Goal of the exercise: Produce a copy of every line in the records that holds the string "deer".

Records for this task:

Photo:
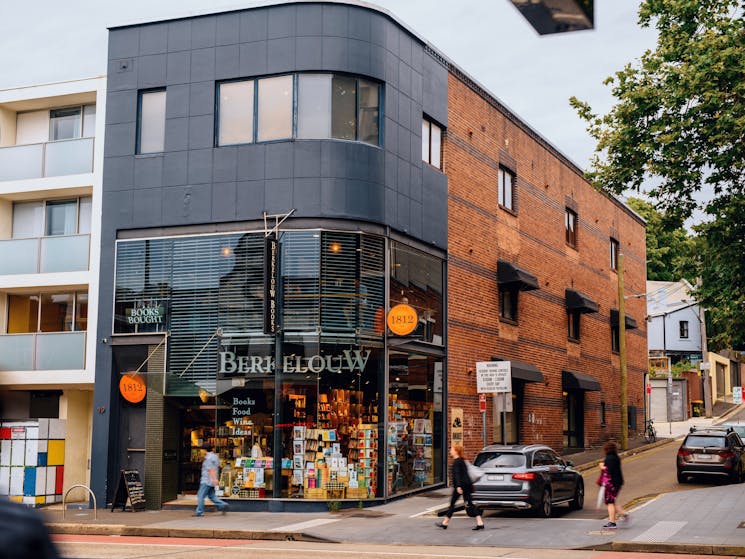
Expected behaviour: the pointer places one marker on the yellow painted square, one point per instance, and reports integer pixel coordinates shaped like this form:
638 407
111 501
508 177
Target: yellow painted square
56 453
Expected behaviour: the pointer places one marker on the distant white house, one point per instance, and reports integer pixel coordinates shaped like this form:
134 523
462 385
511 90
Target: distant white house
674 321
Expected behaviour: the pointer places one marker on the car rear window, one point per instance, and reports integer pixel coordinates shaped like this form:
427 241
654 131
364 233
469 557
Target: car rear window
500 460
704 442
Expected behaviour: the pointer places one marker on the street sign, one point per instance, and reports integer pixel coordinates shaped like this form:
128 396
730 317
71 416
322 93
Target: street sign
493 376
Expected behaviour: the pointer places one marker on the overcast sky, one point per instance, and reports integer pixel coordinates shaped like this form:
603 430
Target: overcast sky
47 41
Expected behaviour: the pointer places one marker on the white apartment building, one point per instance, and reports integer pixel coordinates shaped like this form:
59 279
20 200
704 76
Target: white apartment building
51 159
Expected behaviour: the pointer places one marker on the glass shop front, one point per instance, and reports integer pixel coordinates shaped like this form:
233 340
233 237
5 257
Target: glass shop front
278 354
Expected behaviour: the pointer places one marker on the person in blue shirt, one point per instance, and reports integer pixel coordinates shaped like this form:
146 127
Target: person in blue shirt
208 482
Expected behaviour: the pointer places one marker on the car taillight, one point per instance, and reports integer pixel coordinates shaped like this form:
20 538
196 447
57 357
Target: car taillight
527 476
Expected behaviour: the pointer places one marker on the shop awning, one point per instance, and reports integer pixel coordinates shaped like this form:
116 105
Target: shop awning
630 322
576 301
509 274
573 381
523 371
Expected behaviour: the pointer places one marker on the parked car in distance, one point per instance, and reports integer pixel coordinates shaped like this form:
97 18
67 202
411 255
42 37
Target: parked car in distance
526 477
714 451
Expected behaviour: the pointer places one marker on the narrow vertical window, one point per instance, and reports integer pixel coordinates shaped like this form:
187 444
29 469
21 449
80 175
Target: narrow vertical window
236 113
614 254
431 143
151 122
570 222
505 185
275 109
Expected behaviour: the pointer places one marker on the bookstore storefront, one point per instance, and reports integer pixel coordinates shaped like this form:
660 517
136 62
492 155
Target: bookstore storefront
278 354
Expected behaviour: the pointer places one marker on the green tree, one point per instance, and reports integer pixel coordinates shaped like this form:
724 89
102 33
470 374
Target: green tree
669 250
678 125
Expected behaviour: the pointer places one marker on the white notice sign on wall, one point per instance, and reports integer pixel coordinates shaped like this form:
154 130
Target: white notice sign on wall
493 376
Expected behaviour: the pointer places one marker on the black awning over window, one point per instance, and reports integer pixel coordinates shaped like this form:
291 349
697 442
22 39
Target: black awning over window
573 381
630 322
523 371
575 301
510 275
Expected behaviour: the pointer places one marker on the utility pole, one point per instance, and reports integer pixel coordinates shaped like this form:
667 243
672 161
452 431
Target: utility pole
622 355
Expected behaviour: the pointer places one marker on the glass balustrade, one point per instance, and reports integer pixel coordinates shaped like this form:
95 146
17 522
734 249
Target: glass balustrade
67 253
50 159
42 351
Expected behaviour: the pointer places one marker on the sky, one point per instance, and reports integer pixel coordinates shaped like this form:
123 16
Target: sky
46 41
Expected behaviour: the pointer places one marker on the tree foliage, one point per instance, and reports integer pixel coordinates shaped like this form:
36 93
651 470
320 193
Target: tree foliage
678 125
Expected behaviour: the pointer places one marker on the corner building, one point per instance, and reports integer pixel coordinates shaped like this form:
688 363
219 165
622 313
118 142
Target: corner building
276 180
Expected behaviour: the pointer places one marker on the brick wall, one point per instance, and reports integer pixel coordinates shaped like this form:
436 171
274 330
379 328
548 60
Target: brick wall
480 135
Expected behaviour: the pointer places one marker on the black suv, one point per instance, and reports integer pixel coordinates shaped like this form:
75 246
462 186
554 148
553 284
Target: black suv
711 451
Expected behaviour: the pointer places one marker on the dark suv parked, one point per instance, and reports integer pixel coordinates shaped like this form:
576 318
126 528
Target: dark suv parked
712 451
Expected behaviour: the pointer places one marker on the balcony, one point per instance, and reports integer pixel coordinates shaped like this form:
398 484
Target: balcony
42 351
64 253
50 159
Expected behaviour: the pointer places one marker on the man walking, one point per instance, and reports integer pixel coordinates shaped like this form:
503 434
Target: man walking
208 482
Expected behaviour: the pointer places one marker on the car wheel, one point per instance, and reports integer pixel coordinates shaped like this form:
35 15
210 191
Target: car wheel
578 502
543 510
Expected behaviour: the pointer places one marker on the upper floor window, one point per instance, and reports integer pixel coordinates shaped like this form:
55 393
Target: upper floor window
305 106
570 224
51 217
431 143
683 324
614 247
151 121
506 186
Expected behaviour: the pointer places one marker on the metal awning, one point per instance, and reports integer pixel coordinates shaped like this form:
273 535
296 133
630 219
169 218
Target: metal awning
509 274
523 371
576 301
573 381
630 322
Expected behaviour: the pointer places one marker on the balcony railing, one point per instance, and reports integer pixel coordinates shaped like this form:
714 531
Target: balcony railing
42 351
50 159
64 253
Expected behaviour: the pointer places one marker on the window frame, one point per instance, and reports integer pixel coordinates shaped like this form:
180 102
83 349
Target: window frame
138 140
503 172
571 223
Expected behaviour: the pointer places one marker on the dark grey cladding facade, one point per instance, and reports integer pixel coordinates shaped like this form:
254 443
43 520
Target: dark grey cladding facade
195 183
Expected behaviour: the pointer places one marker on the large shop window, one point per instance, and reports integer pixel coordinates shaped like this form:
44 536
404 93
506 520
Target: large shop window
321 105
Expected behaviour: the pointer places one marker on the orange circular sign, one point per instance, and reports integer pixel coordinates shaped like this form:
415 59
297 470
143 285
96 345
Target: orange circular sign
402 319
132 388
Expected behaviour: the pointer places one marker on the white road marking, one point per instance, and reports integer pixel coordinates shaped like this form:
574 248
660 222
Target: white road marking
304 525
661 531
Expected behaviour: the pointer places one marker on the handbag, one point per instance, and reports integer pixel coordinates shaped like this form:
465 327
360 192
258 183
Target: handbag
474 472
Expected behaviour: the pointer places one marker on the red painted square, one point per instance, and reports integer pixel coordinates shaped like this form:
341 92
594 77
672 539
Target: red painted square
59 480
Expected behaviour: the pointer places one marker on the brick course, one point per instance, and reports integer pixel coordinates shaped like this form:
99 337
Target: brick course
480 136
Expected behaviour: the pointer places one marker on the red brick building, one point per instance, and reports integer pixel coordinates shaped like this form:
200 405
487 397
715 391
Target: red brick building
526 285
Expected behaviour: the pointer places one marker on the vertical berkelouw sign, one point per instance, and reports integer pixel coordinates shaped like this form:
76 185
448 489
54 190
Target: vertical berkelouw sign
271 271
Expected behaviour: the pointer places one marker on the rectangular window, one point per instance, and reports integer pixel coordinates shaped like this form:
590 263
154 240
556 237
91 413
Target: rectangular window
65 124
570 222
275 109
614 254
683 329
151 122
506 185
431 143
573 322
508 304
314 106
344 108
236 113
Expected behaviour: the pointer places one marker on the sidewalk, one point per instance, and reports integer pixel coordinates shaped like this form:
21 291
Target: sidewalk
704 521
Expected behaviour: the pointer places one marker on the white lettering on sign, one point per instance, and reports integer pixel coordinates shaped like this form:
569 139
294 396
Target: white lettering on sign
493 376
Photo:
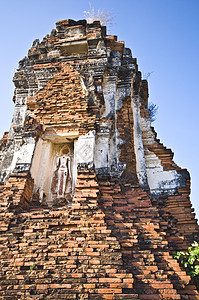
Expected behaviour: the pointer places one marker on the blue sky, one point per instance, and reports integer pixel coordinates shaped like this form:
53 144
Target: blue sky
162 34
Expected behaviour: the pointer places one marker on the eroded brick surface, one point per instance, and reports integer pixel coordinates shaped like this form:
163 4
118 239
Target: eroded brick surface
92 205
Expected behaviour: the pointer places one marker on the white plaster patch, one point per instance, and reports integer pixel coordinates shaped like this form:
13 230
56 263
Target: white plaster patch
85 149
138 145
101 152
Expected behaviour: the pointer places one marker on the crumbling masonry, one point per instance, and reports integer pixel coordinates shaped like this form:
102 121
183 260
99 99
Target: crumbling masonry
92 205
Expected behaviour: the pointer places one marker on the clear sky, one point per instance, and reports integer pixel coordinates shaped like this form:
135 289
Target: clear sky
162 34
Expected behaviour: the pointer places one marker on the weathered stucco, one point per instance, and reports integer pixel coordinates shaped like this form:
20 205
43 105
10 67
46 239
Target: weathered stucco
91 203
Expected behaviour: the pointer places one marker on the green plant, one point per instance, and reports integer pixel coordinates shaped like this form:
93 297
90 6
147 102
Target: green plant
153 109
190 261
32 266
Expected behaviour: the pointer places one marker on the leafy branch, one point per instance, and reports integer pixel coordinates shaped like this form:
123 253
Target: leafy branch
190 261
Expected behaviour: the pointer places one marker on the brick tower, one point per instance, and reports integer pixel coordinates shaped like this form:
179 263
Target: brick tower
92 205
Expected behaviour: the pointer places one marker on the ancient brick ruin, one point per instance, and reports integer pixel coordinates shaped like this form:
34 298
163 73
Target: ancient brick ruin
92 205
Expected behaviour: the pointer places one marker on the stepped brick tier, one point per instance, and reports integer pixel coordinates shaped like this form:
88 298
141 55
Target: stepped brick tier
92 205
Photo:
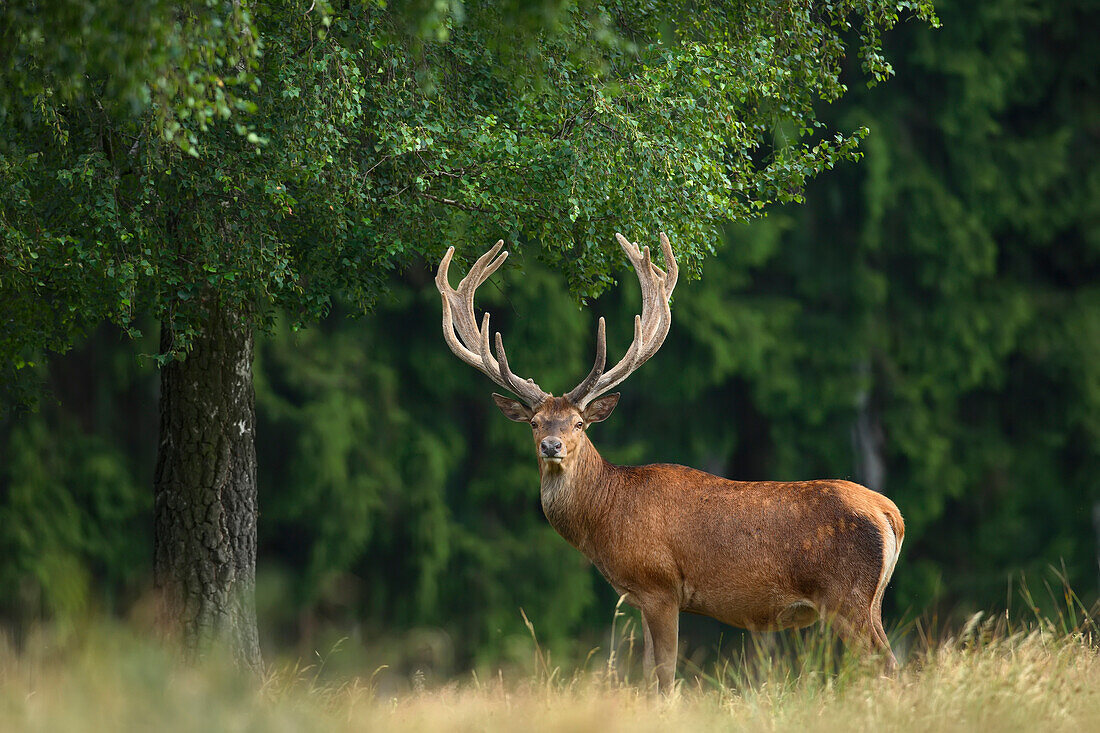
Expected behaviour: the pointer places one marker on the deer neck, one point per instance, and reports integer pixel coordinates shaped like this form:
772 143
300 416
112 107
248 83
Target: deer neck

Reply to the task:
Expected behaviour: the pointer places one marker on the deer neck, one point per instance, and reports integer pixel coordinates shaped like this form:
Target: deer neck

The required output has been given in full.